(Extracted records)
########################################
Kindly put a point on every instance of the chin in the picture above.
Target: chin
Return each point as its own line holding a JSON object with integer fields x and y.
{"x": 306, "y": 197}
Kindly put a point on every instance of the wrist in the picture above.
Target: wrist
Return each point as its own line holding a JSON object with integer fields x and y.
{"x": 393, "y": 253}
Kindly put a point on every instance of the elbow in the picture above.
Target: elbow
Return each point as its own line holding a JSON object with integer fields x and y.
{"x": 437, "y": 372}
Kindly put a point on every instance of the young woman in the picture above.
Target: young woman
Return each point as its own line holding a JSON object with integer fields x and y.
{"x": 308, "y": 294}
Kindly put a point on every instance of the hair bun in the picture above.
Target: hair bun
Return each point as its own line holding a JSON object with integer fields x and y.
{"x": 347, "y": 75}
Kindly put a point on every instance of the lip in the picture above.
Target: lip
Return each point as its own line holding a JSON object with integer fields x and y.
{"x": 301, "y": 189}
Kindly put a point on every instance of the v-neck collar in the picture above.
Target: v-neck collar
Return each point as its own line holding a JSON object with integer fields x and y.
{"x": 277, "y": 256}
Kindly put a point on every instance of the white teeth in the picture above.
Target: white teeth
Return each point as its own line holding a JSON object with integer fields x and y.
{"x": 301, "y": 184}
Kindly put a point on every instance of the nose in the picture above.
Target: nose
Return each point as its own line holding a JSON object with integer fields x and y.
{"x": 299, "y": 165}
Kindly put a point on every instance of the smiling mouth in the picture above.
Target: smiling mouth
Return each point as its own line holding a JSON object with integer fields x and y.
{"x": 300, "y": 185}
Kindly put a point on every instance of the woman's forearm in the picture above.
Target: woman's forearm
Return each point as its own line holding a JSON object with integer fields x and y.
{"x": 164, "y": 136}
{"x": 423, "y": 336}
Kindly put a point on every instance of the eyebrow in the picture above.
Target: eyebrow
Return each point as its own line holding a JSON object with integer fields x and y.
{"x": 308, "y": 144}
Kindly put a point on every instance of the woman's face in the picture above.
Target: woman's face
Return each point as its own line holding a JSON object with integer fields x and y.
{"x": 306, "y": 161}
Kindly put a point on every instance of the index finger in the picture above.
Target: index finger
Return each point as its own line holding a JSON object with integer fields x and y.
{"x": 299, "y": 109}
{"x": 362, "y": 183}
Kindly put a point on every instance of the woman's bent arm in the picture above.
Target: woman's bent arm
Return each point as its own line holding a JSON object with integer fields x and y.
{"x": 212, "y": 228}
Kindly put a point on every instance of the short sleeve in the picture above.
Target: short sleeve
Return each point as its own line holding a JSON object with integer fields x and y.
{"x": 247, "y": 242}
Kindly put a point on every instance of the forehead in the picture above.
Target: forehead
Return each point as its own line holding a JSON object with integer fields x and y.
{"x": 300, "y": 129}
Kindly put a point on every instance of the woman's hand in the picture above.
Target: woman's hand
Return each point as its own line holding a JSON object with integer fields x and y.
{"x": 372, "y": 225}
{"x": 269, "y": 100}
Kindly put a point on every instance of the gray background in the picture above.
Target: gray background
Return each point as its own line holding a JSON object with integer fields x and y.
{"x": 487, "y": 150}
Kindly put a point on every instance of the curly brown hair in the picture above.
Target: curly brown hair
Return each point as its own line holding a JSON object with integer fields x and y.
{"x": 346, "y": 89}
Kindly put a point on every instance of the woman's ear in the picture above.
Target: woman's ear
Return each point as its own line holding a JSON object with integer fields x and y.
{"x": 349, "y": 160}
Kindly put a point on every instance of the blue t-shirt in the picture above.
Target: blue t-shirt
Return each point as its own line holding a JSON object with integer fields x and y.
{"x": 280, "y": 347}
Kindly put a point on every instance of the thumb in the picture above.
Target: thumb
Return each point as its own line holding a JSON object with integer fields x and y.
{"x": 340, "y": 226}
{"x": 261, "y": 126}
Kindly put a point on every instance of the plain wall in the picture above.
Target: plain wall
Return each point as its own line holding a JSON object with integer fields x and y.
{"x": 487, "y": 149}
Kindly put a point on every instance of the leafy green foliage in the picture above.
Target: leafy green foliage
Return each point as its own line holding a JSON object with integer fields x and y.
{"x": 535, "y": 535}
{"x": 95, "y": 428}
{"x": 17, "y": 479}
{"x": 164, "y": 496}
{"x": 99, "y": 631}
########################################
_WRITTEN EXERCISE:_
Copy all of the records above verbatim, line for line.

_ANSWER TO THIS EXERCISE:_
Kindly put a point on every instance of the chin in the picture above.
Target: chin
Return each point as its own line holding a JSON object with integer fields x and y.
{"x": 306, "y": 197}
Kindly put a point on every instance of the wrist in the picture above.
Target: wrist
Return each point as its own line holding a JSON object with integer fields x and y.
{"x": 393, "y": 253}
Kindly put a point on every instance of the elbow in the picture above.
Target: elbow
Return each point as its own line holding a JSON object with integer fields x and y.
{"x": 437, "y": 372}
Kindly put a point on every instance of the young woman in the picture above.
Target: young woman
Return each point as its own line holding a JSON object with integer fields x and y.
{"x": 308, "y": 294}
Kindly put a point on every instance of the hair bun in the picture above.
Target: hair bun
Return each point as its own line holding a JSON object with integer fields x and y.
{"x": 347, "y": 75}
Kindly put a point on every instance of the lip in the picture above.
Target: lip
Return each point as its own line holding a JSON object with integer fields x and y.
{"x": 301, "y": 189}
Kindly put a point on every instance of the v-neck collar in the picture above.
Target: v-neck collar
Return each point as its own line holding a JSON object with integer fields x and y.
{"x": 277, "y": 256}
Kindly put a point on every instance of the white teeth in the picture above.
Target: white teeth
Return each point as its own line holding a JSON object with integer fields x and y.
{"x": 301, "y": 184}
Kindly put a point on every instance of the nose in the picture above.
Target: nose
Return each point as its own line holding a JSON object with integer fields x and y.
{"x": 299, "y": 165}
Kindly put a point on every instance of the smiling mouth in the picture above.
Target: smiling mouth
Return each point as its own line holding a JSON object with integer fields x and y.
{"x": 300, "y": 185}
Kindly put a point on every instance of the woman's forearm in the picture above.
Target: woman's forearm
Return each point as its own line holding a JSON object with integer fields x and y.
{"x": 164, "y": 136}
{"x": 423, "y": 336}
Kindly put a point on every instance of the eyebrow in the picture above.
Target: eyebrow
Return each point as its own line holding a JSON object with integer fields x and y.
{"x": 308, "y": 144}
Kindly put a point on every instance of the woman's face in the picture above.
Target: woman's face
Return each point as its own line holding a JSON object with integer fields x and y.
{"x": 306, "y": 161}
Kindly put a point on every instance of the index finger in the picture above.
Target: index finger
Return each point as its own line holding a JSON object with integer fields x and y.
{"x": 299, "y": 109}
{"x": 362, "y": 183}
Kindly put a point on every instance of the woman's bent arm in the picture above.
Target: woman's bent arm
Return each point as its own line holding a JSON object with integer fields x and y.
{"x": 212, "y": 228}
Kindly put a point on every instance of the short sleeve in the picture above.
Target: short sleeve
Return each point as its own line holding a JSON object with integer fields x and y.
{"x": 247, "y": 242}
Kindly put a point on every instance of the forehead in the picture above.
Target: forehead
Return each point as its own line holding a JSON object with integer fields x and y.
{"x": 300, "y": 129}
Kindly put a point on every instance of the woman's hand in the picture above.
Target: woman's hand
Return each point as its own line holding a JSON object with integer fields x and y.
{"x": 372, "y": 225}
{"x": 269, "y": 100}
Kindly put a point on every instance of the gray background in the picture above.
Target: gray background
Return each point as its own line holding a JSON object with integer fields x and y.
{"x": 487, "y": 150}
Kindly put a point on every instance of the curly brown hair in the picture above.
Target: curly brown hair
Return each point as its own line holding a JSON object with integer fields x and y.
{"x": 346, "y": 89}
Kindly put a point on every instance of the woman's ear in the picture above.
Target: woman's ear
Return each point as its own line holding a JSON object with integer fields x and y.
{"x": 349, "y": 160}
Kindly put a point on every instance of the blue t-shirt in the picture above.
Target: blue t-shirt
Return each point as its own line holding a JSON object with integer fields x and y.
{"x": 280, "y": 347}
Kindly put a point on every instance of the thumb in the picture above.
Target: thumb
Return each point as its own line holding a JSON object with integer fields x and y.
{"x": 340, "y": 226}
{"x": 261, "y": 126}
Kindly put a point on every instance of the plain wall in the picture above.
Target: plain wall
Return each point as its own line holding a JSON object with integer fields x and y.
{"x": 487, "y": 149}
Kindly put a point on every instance of the leafy green foliage in the picture above.
Target: leafy green foliage
Return each point as its own line holding a JSON object with integer fields x and y.
{"x": 535, "y": 535}
{"x": 95, "y": 428}
{"x": 17, "y": 479}
{"x": 164, "y": 496}
{"x": 99, "y": 631}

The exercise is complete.